Record excerpts

********

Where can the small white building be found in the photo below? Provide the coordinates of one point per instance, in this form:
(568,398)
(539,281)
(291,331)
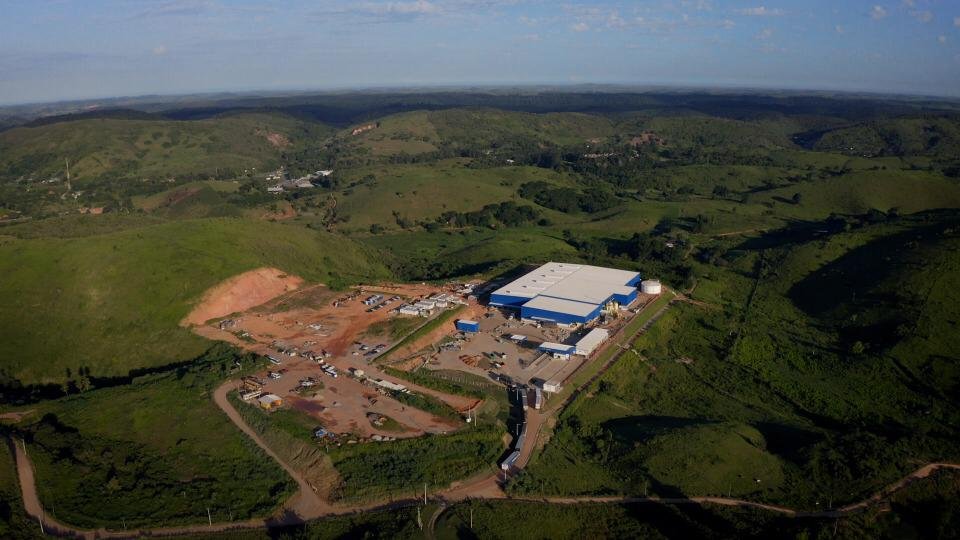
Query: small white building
(551,386)
(591,341)
(387,385)
(651,286)
(409,310)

********

Your instructions
Format the items above as a JSON list of strings, with one string per line and blank lines omitted. Leave the pictures out.

Final result
[
  "Where can the small white building be found in the photo below? Provide the coordinates of one point per instance, in this form:",
  "(568,398)",
  "(539,281)",
  "(291,331)",
  "Query: small white building",
  "(551,386)",
  "(591,341)",
  "(387,385)",
  "(651,286)",
  "(409,310)"
]